#### WHAT TO WORK ON
1. Answer these questions using the reinsurance article:
(a) Which two places have become popular domiciles for reinsurers backed by asset managers?
(b) Through what year is the risk-adjusted capitalization of L/A reinsurers expected to remain robust?
(c) What is Stratos Laskarides's position at AM Best?
2. Translate this sentence from the reinsurance article into Spanish: "Asset managers have supported this growth by providing the necessary capital without imposing significant dividend constraints."
3. Pick up the article on life/annuity reinsurance after its final sentence and write a continuation.

Life/annuity reinsurance seeing more competition with improved conditions – AM Best

New capital continues to make its way into the segment

Life/annuity reinsurance seeing more competition with improved conditions – AM Best

Reinsurance

By Kenneth Araullo

Higher interest rates and improved mortality trends have created more favorable conditions for life and annuity (L/A) reinsurance companies, but they have also intensified competition, particularly from entities backed by alternative investment managers and large private equity firms, according to a recent report from AM Best.

According to the report, new capital continues to flow into the L/A reinsurance segment, particularly through reinsurers owned by investment managers focusing on the annuity business.

These newer market participants are looking to co-insure assets that can be allocated to high-yielding investments, such as public, private, or alternative fixed income products. They also offer attractive ceding commissions, driven by higher anticipated investment returns from diversified investment opportunities.

The report highlights that L/A reinsurers are well-capitalized, with their risk-adjusted capitalization expected to remain robust through 2025, despite ongoing risks in their investment portfolios and elevated mortality in certain areas.

Reinsurers owned by asset managers are more inclined to take on investment risks, leveraging the investment expertise of their parent companies in areas like structured products, mortgages, and private credit.

Ed Kohlberg, director at AM Best, commented on the long-term impact of these new entrants, noting that their strategies may evolve based on macroeconomic trends, deal availability, and regulatory changes. However, he emphasized that this new capital is likely to remain in the market, with significant additional funds waiting for future opportunities.

The US life reinsurance market has historically faced pressure as primary insurers transferred less risk to third-party reinsurers, leading to a decline in cession rates. However, the recent rise in interest rates has spurred annuity sales, prompting some primary carriers to reinsure more business.

Asset managers have supported this growth by providing the necessary capital without imposing significant dividend constraints. Bermuda and the Cayman Islands have become popular domiciles for these reinsurers due to their stable economic and regulatory environments, political stability, and access to legal and financial expertise.

Stratos Laskarides, senior financial analyst at AM Best, said that the notable growth in annuities is likely to continue, with more companies potentially turning to reinsurers to manage growth and capital levels.

The reinsurance market remains competitive, with a larger share of business being ceded to affiliates and third-party reinsurers, driven by new company formations, partnerships, and private capital entering the market.

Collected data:
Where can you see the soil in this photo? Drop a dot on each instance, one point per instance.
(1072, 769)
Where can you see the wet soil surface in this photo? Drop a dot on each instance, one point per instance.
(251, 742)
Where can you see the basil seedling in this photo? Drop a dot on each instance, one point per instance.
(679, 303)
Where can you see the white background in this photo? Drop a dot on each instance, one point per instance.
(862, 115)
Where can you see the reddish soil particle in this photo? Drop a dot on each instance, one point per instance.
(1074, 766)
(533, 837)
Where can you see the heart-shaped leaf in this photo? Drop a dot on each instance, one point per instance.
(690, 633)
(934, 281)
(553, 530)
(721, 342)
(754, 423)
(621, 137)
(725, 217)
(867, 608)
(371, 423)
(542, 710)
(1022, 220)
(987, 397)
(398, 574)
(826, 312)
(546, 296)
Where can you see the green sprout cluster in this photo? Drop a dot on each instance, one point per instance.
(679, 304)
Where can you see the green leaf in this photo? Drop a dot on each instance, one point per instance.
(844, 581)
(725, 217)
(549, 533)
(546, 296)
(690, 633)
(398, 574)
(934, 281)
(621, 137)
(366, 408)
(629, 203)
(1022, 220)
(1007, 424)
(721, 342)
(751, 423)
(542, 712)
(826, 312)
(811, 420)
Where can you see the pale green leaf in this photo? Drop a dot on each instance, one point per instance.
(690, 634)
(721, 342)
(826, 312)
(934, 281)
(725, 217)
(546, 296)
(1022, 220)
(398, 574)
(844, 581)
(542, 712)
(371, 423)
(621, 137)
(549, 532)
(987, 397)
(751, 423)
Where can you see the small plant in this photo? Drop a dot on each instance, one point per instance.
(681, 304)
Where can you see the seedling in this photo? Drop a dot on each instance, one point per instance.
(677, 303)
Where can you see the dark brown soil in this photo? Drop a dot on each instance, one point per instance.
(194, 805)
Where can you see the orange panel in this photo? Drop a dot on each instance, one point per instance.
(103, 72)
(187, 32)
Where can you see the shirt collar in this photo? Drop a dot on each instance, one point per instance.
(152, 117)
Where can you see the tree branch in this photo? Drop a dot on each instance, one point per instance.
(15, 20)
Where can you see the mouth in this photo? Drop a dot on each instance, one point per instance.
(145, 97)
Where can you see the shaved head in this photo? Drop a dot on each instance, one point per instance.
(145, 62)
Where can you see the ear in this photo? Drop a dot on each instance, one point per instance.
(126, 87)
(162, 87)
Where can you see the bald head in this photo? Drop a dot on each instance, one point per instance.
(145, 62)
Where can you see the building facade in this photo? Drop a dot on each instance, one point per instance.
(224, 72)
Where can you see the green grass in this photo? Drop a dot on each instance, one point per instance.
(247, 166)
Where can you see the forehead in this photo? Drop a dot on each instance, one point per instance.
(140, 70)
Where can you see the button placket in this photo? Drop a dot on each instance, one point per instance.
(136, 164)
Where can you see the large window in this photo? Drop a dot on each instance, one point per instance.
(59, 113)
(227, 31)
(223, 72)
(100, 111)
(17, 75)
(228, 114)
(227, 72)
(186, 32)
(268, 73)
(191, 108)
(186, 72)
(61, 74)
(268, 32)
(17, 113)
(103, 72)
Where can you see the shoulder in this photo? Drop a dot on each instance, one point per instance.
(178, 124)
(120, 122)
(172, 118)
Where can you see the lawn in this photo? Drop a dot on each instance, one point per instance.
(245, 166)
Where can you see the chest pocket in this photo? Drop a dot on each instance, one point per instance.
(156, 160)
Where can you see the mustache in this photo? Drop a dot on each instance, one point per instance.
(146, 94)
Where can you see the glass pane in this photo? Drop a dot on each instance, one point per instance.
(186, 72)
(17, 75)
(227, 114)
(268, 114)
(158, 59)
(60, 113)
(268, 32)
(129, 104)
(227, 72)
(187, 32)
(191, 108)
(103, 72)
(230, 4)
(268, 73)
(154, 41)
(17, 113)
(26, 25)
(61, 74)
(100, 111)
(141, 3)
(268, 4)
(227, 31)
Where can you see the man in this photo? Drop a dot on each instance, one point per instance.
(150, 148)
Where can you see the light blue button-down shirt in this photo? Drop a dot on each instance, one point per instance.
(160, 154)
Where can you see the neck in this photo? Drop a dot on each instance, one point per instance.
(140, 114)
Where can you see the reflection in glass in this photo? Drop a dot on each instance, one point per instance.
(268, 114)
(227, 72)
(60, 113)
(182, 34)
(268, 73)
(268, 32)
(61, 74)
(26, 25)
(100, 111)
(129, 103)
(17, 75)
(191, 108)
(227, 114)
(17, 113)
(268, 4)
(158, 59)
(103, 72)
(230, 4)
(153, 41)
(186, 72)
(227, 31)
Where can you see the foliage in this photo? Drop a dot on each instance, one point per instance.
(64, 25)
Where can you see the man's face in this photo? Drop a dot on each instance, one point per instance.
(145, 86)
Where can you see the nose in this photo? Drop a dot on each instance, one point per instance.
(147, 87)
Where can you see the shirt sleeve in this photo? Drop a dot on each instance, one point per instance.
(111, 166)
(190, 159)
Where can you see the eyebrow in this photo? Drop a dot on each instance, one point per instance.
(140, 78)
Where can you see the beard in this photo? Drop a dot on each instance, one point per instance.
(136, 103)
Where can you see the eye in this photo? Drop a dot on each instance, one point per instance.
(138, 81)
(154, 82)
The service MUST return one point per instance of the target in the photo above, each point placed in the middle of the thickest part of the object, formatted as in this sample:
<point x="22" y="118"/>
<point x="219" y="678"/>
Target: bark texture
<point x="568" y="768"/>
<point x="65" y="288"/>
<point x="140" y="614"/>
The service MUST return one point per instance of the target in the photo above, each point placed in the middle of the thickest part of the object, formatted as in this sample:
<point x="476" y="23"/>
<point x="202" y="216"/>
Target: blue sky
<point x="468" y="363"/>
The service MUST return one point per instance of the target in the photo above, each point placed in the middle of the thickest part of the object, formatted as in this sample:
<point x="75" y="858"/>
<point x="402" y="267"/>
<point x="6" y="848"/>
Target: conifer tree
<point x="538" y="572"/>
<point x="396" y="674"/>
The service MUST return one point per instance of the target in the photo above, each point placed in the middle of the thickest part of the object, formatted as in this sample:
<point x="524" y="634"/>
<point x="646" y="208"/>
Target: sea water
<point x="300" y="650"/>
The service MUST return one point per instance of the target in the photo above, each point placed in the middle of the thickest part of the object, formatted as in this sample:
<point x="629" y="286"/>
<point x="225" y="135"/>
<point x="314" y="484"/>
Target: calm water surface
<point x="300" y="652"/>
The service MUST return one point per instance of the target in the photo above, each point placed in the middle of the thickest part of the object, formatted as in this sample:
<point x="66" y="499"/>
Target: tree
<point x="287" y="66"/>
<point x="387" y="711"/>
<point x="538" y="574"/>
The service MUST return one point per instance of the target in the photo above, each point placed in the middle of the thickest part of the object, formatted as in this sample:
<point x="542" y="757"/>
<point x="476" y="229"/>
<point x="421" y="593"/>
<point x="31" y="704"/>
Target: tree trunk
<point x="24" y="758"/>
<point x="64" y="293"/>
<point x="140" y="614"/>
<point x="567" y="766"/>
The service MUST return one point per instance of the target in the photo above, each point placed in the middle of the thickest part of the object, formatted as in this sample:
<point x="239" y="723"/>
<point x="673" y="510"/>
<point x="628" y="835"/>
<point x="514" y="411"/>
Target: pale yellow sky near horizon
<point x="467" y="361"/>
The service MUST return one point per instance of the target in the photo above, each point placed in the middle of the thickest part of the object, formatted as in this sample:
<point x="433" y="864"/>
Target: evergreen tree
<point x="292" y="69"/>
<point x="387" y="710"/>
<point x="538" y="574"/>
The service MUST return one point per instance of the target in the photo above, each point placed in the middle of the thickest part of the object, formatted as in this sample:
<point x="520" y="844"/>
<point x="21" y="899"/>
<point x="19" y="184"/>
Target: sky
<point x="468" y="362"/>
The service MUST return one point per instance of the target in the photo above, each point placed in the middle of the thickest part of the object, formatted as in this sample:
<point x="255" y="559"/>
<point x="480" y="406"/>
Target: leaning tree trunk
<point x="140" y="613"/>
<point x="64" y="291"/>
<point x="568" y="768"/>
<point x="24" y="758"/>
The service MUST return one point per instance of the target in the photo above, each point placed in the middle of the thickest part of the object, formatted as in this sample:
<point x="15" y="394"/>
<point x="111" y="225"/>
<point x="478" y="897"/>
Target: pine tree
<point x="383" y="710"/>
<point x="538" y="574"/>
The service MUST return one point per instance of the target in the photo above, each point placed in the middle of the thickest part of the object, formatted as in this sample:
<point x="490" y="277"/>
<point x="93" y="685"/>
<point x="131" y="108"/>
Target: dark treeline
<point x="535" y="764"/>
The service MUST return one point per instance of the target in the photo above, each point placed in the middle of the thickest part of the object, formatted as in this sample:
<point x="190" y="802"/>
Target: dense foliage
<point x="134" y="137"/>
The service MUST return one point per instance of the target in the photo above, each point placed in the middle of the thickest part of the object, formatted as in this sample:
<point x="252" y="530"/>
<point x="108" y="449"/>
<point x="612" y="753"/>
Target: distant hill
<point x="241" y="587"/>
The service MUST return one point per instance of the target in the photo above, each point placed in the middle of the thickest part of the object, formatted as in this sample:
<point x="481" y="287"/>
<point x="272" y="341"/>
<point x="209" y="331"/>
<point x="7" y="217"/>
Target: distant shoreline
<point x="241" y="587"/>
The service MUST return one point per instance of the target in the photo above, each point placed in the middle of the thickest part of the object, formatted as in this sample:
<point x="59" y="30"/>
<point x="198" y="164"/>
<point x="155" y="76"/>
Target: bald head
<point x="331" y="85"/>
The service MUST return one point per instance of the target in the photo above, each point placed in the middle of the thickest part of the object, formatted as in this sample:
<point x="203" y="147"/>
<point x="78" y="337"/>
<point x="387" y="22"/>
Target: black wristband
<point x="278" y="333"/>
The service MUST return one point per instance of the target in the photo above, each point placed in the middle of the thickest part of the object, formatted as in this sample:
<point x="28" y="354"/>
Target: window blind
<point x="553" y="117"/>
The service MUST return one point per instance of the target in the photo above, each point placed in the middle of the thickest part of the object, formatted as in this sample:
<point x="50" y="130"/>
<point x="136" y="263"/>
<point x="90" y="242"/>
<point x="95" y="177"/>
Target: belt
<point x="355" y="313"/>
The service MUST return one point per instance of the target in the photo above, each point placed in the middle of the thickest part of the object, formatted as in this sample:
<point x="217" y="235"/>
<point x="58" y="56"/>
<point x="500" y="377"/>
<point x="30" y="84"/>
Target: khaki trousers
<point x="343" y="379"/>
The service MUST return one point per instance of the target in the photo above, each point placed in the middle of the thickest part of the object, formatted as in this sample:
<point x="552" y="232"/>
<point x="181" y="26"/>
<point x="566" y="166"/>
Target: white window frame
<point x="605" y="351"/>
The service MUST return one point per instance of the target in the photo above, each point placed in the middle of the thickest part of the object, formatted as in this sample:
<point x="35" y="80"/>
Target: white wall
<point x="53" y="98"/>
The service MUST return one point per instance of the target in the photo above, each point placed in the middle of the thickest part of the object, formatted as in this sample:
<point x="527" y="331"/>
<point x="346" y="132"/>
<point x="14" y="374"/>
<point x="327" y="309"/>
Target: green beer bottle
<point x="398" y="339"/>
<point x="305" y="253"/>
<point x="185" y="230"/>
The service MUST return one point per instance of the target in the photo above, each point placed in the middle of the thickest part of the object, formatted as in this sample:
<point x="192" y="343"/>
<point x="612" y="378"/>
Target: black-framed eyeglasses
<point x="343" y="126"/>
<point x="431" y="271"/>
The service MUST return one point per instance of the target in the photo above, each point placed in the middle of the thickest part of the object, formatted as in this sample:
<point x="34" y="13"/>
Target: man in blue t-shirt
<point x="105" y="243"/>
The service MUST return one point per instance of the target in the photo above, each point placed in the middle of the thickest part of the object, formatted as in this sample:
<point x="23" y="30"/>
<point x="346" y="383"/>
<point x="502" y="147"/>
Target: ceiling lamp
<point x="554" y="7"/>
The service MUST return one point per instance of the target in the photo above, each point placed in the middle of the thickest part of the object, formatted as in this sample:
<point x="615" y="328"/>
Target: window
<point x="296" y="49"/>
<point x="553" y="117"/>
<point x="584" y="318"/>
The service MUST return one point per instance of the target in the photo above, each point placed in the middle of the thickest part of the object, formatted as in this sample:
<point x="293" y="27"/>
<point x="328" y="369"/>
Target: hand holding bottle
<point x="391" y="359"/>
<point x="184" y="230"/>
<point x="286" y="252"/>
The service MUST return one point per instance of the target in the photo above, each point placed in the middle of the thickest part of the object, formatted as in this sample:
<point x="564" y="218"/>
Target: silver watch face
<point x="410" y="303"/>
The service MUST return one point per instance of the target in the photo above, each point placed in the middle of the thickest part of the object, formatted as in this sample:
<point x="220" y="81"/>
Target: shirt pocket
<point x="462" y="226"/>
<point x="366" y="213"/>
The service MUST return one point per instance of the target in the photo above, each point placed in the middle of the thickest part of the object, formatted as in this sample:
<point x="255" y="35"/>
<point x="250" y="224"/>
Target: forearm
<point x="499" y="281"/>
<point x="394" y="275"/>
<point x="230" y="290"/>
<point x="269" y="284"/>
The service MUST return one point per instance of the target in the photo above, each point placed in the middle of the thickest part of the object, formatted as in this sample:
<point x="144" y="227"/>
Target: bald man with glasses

#### RESULTS OF THE EXERCISE
1.
(a) Bermuda and the Cayman Islands.
(b) 2025.
(c) Senior financial analyst.

2. Los gestores de activos han respaldado este crecimiento al aportar el capital necesario sin imponer restricciones significativas a los dividendos.

3.
Traditional life reinsurers also face challenges due to uncertainty about future mortality rates, particularly in light of the ongoing impact of COVID-19. According to the Centers for Disease Control and Prevention (CDC), as of summer 2024, COVID-19 has been attributed to over 1.2 million deaths in the US.

Although the impact on excess mortality is decreasing, it is not uniform across all demographics. A study by the Society of Actuaries projected that COVID-19 would continue to contribute to excess mortality through 2030, particularly for individuals aged 65 and older. Additionally, external factors such as drug overdoses and accidents have increased since 2019.

Despite these challenges, L/A reinsurers are expected to maintain healthy capitalization levels through 2025. While life reinsurers have traditionally avoided the investment risks associated with many primary life insurance products, the diversification strategies of primary insurers, including annuity and retirement business, add financial market risk.

The operating models of major global life reinsurers vary significantly, with some relying on their property/casualty business to balance earnings, which historically exposes them to less financial market risk than primary writers.

The report also underscores the importance of managing counterparty risk, particularly in light of recent high-profile insolvencies in the reinsurance space. Reinsurers are expected to conduct thorough due diligence, including strong counterparty and collateral reviews, to mitigate counterparty credit risk, especially as more reserves are ceded offshore.

The competitive landscape, bolstered by new entrants and private equity-backed reinsurers, is leading to the offering of attractive ceding commissions based on expected higher investment returns from diversified asset portfolios.